→ **AIM**: Copy the data word for word, keeping every line.

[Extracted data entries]

## Start

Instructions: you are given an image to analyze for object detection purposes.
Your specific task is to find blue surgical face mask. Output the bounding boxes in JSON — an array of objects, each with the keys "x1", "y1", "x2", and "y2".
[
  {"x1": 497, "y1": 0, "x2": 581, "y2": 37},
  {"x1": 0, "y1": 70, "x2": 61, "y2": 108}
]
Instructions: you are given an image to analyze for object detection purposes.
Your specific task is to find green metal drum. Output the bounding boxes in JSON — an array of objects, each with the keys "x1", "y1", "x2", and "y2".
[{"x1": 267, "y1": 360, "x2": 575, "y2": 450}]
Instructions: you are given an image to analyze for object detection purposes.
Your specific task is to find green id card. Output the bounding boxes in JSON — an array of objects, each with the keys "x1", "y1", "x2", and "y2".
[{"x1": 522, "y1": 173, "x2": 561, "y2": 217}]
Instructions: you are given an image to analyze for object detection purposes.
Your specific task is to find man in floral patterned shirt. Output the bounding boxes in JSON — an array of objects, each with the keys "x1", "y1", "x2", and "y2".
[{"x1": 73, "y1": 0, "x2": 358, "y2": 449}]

## End

→ **THE ANSWER**:
Instructions: you are given an image to analyze for object detection purposes.
Your specific task is to find blue surgical face mask. Output the bounding boxes in JSON — an array of objects, each with the keys "x1", "y1", "x2", and "y2".
[
  {"x1": 497, "y1": 0, "x2": 581, "y2": 37},
  {"x1": 0, "y1": 70, "x2": 61, "y2": 108}
]
Instructions: you are given an image to analyze for object detection purposes.
Your specific task is to find green metal drum. Output the bounding boxes in JSON — an array of objects, each with the keys "x1", "y1", "x2", and "y2".
[{"x1": 267, "y1": 360, "x2": 575, "y2": 450}]
Instructions: you are given an image to analyze for object detection purposes.
Your specific task is to find green id card. Output the bounding boxes in JSON — an array of objects, each with the keys "x1", "y1", "x2", and "y2".
[{"x1": 522, "y1": 173, "x2": 561, "y2": 217}]
Instructions: you are given an image to analyze for object detection purposes.
Your specific task is to find man in floral patterned shirt. Output the bounding boxes in JSON — an array of objects, each with the keys "x1", "y1", "x2", and "y2".
[{"x1": 73, "y1": 0, "x2": 358, "y2": 449}]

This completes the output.